Natural-language object grounding data:
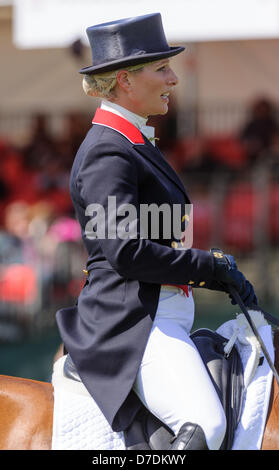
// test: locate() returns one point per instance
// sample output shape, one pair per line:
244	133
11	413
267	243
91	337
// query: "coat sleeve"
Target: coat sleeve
111	175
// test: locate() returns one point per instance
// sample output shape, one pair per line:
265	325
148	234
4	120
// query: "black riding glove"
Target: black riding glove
226	273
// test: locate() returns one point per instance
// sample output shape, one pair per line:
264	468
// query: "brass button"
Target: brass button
217	255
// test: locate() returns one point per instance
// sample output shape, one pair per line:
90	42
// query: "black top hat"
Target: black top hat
129	41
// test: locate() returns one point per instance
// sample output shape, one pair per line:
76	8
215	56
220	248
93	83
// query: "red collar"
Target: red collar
119	124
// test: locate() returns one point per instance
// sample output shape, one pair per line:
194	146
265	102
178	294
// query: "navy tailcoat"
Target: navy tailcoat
107	331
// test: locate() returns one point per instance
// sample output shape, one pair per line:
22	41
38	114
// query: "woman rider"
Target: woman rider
128	335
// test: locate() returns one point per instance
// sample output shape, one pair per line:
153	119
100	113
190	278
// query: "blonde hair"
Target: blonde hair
102	85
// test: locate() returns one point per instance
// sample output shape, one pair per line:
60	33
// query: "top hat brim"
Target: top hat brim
131	60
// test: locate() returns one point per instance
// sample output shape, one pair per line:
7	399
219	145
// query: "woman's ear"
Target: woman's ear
123	80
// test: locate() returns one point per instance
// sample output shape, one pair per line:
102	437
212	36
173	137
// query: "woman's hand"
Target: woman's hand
226	274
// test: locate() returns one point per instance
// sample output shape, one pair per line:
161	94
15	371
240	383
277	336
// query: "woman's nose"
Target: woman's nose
172	79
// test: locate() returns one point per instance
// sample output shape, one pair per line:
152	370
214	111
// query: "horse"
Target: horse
26	413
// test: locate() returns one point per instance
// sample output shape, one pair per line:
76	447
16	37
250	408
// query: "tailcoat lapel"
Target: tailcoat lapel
154	155
139	141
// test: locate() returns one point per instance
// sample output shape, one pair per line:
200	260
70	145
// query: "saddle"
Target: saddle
147	432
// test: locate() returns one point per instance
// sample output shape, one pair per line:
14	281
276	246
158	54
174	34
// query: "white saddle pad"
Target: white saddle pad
79	424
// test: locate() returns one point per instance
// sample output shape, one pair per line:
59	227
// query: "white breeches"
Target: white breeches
172	381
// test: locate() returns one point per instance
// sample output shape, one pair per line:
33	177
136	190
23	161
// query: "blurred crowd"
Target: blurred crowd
233	181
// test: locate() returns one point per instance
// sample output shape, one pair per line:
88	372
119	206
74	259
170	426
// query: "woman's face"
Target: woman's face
148	91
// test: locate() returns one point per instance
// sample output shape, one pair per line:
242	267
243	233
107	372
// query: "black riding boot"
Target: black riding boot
189	437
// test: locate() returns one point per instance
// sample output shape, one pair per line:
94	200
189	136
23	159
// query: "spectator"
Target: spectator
41	148
261	128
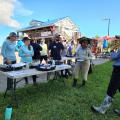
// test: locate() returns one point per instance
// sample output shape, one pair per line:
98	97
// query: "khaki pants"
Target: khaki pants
83	68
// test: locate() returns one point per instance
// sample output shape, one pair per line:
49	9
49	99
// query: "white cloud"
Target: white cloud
20	9
7	10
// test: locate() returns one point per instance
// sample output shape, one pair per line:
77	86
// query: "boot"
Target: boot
83	83
104	106
74	83
117	111
26	80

= PROBLEM REQUIREMENTS =
In your copy, please omit the pictures and print every line of the records exactly.

= RESULT OF THE TASK =
// test: locate() returns one point per instance
// sample output shape, one pair per line:
244	133
11	413
267	243
91	337
// query: "coat sleeve"
Target: coat sleeve
111	175
// test: locate() returns one point per instance
// sample output shape, one pair per line:
265	325
148	234
4	120
// query: "black riding glove"
Target: black riding glove
226	273
// test: locate() returns one point per instance
// sample output shape, one pair per line:
264	468
// query: "brass button"
Target: brass button
217	255
// test: locate() returns one point per instance
// sample output shape, one pair per line:
90	42
// query: "black top hat"
Target: black top hat
129	41
// test: locate() returns one point per instance
// sample output shape, one pair per line:
76	8
215	56
220	248
93	83
// query: "red collar"
Target: red collar
119	124
// test: locate() returns one point per instance
// sample output shape, one pair per line:
194	146
265	102
178	294
// query: "navy tailcoat"
Target: navy tailcoat
107	331
// test: locate() returns one point per instance
// sample output shape, one pair per line:
22	41
38	114
// query: "woman rider"
Target: woman rider
128	335
// test: locate() returns one point per instance
// sample output shape, one pair per line:
153	119
100	113
190	278
// query: "blonde hair"
Target: blonde hair
102	85
// test: locate() returns one point per instance
// sample output shape, one pair per line:
60	33
// query: "top hat brim"
Target: top hat brim
131	60
// test: locate() returns one point per instance
// sample output shape, one pair per line:
7	399
219	145
// query: "woman's ear"
Target: woman's ear
123	80
// test: locate() returns one point per instance
// sample output shape, one pair per line:
102	437
212	36
173	137
// query: "woman's hand"
Target: woman's hand
226	274
// test: locate() returns one point per instance
// sample output shape, one pair per line:
161	94
15	371
240	383
277	336
// query: "woman's nose"
Target: woman's nose
172	79
// test: locate() returns one point per instance
// sample output shape, one pair per line:
152	370
214	111
// query: "horse"
Target: horse
26	413
// test: locate() returns one point per instance
// sample output shape, one pair per line:
76	447
16	37
250	408
// query: "tailcoat lapel"
Target: tailcoat lapel
154	155
139	141
// test: locate() returns one point per instance
// sample output shape, one pair per line:
200	260
70	145
// query: "saddle"
Target: saddle
147	432
// test: locate() returns one point per instance
// sample output shape, one pair per line:
14	281
276	246
158	54
174	34
// query: "white saddle pad"
Target: white saddle pad
79	424
// test: locate() returns one point per instance
// sample output shape, one pair per line:
59	227
// query: "white breeches"
Target: white breeches
172	381
// test: locate() returns one point per instance
// sample output shape, one pair per line:
33	177
136	190
23	161
// query: "blurred crowd"
Target: blurred crowd
233	181
// test: locate() returns one point per instance
// sample output shape, one pair per line:
88	372
119	206
74	259
170	426
// query: "woman's face"
Target: woman's face
148	91
// test: locate() returns one point per instance
// sample output shape, one pair per line:
242	267
243	233
107	372
// query: "black riding boot"
Target: black riding boot
189	437
// test: locate() returns one point per instance
// sample output shape, one pair per line:
94	200
189	136
23	159
// query: "spectator"
Target: spectator
41	148
261	128
// test: locate() returns one point per instance
// sample output shape, one pair per line:
98	97
// query: "khaki pants"
Target: khaki pants
83	68
// test: locate() returns one point per instance
// sample output shape, one pair per line:
49	9
49	99
// query: "white cloud"
Target: white cloud
20	9
7	10
// test: locate() returns one point per instance
// sample output shape, one pair per line:
77	86
// query: "boot"
Target: boot
83	83
104	106
74	83
117	111
26	80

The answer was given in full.